RECORD EXTRACTS:

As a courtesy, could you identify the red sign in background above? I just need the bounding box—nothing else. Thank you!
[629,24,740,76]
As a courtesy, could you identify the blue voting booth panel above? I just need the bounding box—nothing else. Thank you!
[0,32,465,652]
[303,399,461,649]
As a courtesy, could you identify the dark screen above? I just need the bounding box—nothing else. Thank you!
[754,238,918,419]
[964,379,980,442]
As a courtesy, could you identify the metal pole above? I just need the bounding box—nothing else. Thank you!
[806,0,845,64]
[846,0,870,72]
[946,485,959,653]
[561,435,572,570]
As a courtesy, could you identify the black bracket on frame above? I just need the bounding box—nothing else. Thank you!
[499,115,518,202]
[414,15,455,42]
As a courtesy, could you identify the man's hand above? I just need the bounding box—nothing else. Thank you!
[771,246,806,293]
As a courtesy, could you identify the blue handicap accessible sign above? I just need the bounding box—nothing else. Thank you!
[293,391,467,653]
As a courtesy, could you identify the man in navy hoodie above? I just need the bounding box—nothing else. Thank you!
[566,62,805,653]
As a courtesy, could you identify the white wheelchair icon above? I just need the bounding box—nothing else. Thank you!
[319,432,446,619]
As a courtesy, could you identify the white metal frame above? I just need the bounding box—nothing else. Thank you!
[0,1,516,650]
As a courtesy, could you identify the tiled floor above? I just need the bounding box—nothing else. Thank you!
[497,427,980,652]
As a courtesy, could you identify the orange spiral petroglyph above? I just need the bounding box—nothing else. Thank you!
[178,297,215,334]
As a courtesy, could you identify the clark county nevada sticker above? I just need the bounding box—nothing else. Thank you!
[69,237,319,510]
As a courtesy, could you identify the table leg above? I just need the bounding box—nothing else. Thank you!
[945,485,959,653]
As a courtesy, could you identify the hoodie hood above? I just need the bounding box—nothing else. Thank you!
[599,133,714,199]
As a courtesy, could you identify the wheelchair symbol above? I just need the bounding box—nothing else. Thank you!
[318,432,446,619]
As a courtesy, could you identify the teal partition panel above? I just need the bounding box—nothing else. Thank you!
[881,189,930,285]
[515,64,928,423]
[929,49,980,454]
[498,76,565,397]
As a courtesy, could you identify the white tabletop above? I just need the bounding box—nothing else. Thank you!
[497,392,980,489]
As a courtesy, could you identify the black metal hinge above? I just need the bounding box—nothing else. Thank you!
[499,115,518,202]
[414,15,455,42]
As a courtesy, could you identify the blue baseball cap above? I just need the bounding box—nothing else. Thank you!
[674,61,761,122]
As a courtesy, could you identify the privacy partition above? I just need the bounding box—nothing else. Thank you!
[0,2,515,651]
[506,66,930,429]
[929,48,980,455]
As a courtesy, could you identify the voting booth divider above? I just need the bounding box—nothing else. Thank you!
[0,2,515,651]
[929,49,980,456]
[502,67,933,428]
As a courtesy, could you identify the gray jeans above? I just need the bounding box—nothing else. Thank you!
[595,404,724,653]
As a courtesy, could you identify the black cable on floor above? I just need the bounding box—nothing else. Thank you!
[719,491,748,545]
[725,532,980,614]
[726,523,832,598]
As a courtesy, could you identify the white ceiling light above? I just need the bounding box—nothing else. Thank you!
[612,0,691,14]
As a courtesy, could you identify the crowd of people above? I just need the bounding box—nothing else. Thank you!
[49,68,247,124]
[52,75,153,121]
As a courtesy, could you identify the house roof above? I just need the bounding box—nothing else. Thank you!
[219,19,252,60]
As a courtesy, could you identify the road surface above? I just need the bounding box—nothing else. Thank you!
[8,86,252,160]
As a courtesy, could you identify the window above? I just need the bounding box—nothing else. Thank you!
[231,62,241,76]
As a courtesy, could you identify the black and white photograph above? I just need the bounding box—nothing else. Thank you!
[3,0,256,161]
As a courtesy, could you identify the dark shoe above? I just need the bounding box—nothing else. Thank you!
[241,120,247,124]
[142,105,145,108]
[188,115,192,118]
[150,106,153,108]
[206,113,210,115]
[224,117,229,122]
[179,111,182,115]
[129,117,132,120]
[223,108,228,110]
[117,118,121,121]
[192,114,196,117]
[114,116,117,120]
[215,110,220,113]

BRIEF:
Please repeat the data above verbatim, all of it.

FINAL ANSWER:
As a courtesy, could you identify the red sign in background above? I just need the bounding box—nothing else. Thank you!
[629,24,740,76]
As a courtesy, could you identify the blue voting booth panel above? I just need the bounding box—nothing else. Thank you!
[0,32,465,652]
[303,399,461,649]
As a courtesy, could you identify the dark screen above? I just need the bounding box—nothing else. Thank you!
[754,238,918,419]
[964,379,980,442]
As a courtesy, could you identify the metal pole above? I just need the bounding box—nothing else. Thank you!
[806,0,845,64]
[846,0,870,72]
[946,485,959,653]
[561,435,572,570]
As a courtesy, could you identify the black bracket on frame above? I just need the bounding box—nothing else. Thank you!
[499,115,518,202]
[414,15,455,42]
As a courtesy, could you identify the man's hand above? I just need the bounding box—nothing else. Thank you!
[771,246,806,293]
As a courtesy, could you identify the blue handicap accessible sign above? I just need the bounding box—nothing else. Thank you!
[293,391,467,653]
As a courtesy, could you identify the man in navy hoodie above? I just need the bounding box—nothing else. Thank you!
[566,62,805,653]
As a courtesy, could you identify the white wheelchair icon above? I just need the bounding box—nothing else. Thank you!
[319,432,446,619]
As a courtesy, could you identify the white metal frame above? I just need the bounding box—nothing else. Thank you!
[0,1,516,650]
As a courtesy, could you identify the tiled floor above? I just need the bounding box—nothing else. Thank you!
[497,427,980,652]
As a courtesy, could you identify the orange spiral petroglyph above? I just need the bounding box—nothing else. Thank you!
[178,297,215,334]
As a courtesy, could you identify the clark county nevada sticker above? I just need the bounding box—nothing else. Thank you!
[69,237,319,510]
As a courtesy, could you identify the table leg above? I just need the bounding box—nothing else. Thank you!
[945,485,959,653]
As a courtesy, could you identify the hoodie hood above? I just need the bounding box—nothing else. Thank you!
[599,133,714,199]
As a courtesy, could you identify the wheelchair symbol above? I just need the bounding box—nothing else. Thank you!
[318,432,446,619]
As a courtesy, could you identify the teal partition panel above? I just need the bounding box—nothing else. Thank you!
[881,189,930,285]
[515,64,928,423]
[929,49,980,454]
[498,76,565,397]
As a courtesy, could you identify the white tabletop above? I just need the bounding box—nothing else. Thank you!
[497,392,980,489]
As a courtesy, could you identify the black metal hinge above? I just need the bounding box—nothing else. Thank you!
[499,115,518,202]
[414,15,455,42]
As a courtesy, could you identify the blue baseball cap above? I just need the bounding box—nothing else. Thank you!
[674,61,761,122]
As a courtesy, could you identify the privacy partition above? I just need the bounding box—nothing else. Thank you!
[0,2,515,651]
[506,66,930,429]
[929,48,980,455]
As a courtesy, could you identify the voting booth divider above? I just need the bounding box—nothing else. Thank you!
[0,2,515,651]
[929,49,980,456]
[502,67,933,428]
As a courtesy, could you identify the gray jeans above? I just need the bounding box—nothing else. Thank you!
[595,404,724,653]
As a courtesy, could you identify the black cable on floor above? I just need the bounding box—nothing else. Thank you!
[719,491,748,545]
[725,532,980,614]
[726,523,832,598]
As a courtesy, could you identify the white ceiling light above? I just need the bounding box—nothing else. Thank you!
[612,0,691,14]
As a courtesy, could you identify the crowd of people above? I just need the bounding box—nothing else. Thank you!
[49,68,247,124]
[52,75,153,121]
As a courtesy, could you identify the house roof above? I just need the bounding box—nothing else. Thank you!
[219,19,252,60]
As a courtesy, could you identify the road surface above? I just need the bounding box—nothing else. Thank you!
[8,86,252,160]
As a courtesy, could you identify the window above? I just need the bounding box—nothing else. Thank you!
[231,62,241,76]
As a courtesy, could you identify the black and white photograph above? I just need the bounding box—nothing else. Thank you!
[3,0,256,161]
As a courtesy, could you identify the dark shoe above? I just need the bounding box—nothing else. Thank you!
[241,120,247,124]
[142,105,145,108]
[188,115,192,118]
[150,106,153,108]
[206,113,210,115]
[224,117,229,122]
[179,111,182,115]
[129,117,132,120]
[223,108,228,110]
[117,118,121,121]
[192,114,196,117]
[114,116,117,120]
[215,110,220,113]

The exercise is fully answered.